[Records for identifying positions]
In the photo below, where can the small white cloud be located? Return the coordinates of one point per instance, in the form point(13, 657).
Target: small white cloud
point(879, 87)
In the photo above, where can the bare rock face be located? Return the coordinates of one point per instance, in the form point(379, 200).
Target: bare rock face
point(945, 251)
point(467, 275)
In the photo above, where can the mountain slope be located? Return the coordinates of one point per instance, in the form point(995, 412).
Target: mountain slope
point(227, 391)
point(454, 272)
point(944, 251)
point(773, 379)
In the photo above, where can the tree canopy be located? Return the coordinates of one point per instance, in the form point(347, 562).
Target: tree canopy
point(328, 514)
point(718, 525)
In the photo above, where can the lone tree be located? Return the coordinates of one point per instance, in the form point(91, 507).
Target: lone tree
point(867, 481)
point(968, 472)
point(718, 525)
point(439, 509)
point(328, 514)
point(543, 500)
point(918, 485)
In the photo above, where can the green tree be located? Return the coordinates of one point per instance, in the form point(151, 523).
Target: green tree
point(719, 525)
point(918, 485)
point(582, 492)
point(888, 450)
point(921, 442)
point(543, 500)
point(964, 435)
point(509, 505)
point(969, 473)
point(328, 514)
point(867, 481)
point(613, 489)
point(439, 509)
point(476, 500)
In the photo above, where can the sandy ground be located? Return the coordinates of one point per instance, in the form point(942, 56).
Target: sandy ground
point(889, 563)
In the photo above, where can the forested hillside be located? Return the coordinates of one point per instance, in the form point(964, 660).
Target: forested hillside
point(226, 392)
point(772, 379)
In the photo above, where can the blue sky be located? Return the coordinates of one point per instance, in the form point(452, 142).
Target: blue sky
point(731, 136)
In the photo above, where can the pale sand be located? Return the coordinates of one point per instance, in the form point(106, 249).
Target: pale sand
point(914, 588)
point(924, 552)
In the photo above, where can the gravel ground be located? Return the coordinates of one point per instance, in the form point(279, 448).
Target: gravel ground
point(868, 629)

• [The exercise]: Render the records above as a two-column CSV with the header row instruction,points and one row per record. Put the record's text in the first column and its answer in the second, enclose each field in double quotes, and replace every line break with a space.

• [Exercise response]:
instruction,points
"In the photo below, where can the small white cloud be located? Return the coordinates of one point per instance, in the form point(13, 657). Target: small white cloud","point(879, 87)"
"In the photo above, where can the bare rock face be located? Return the coordinates of one point per instance, in the form point(379, 200). Target: bare rock face","point(945, 251) point(467, 275)"
"In the photo above, where can the mountain slope be located? Return the coordinates of one point per instance, in the form point(995, 412). Target: mountain slope","point(227, 391) point(454, 272) point(944, 251) point(773, 379)"
"In the photo above, where can the tree canopy be located? Return the coordinates of one point per instance, in the form point(347, 562). Target: tree canopy","point(328, 514) point(718, 525)"
"In the photo above, where can the lone tree be located? Return the coordinates of one point per instance, in the form point(91, 507). Target: lone tree","point(867, 481) point(968, 472) point(718, 525) point(439, 509) point(328, 514) point(543, 500) point(918, 485)"
"In the photo above, where can the green tree be located? Return the coordinates of one point per instance, in the form point(151, 523). Target: green tree","point(719, 525) point(918, 485) point(582, 492) point(888, 450) point(921, 442) point(543, 500) point(964, 435) point(509, 505) point(969, 473) point(328, 514) point(867, 481) point(613, 489) point(439, 509) point(476, 500)"
"In the photo above, where can the sandy ground be located? Return the coordinates of one point per instance, in the form point(942, 56). Target: sandy ground","point(889, 563)"
"In the photo above, where can the forested hillside be located? Return the coordinates of one point per instance, in the form point(964, 660). Target: forested hillside","point(226, 392) point(772, 379)"
"In the photo above, where can the blue sky be located? Return the coordinates of one point per instance, in the form point(452, 142). Target: blue sky","point(731, 136)"
"In the photo above, where can the pale sand be located? Return the coordinates of one point per instance, in the form point(106, 249). Target: pale sand","point(914, 588) point(924, 552)"
"In the photo above, where can the gravel ground be located? Return the coordinates of one point per instance, in the form point(279, 448). Target: gravel ground","point(868, 629)"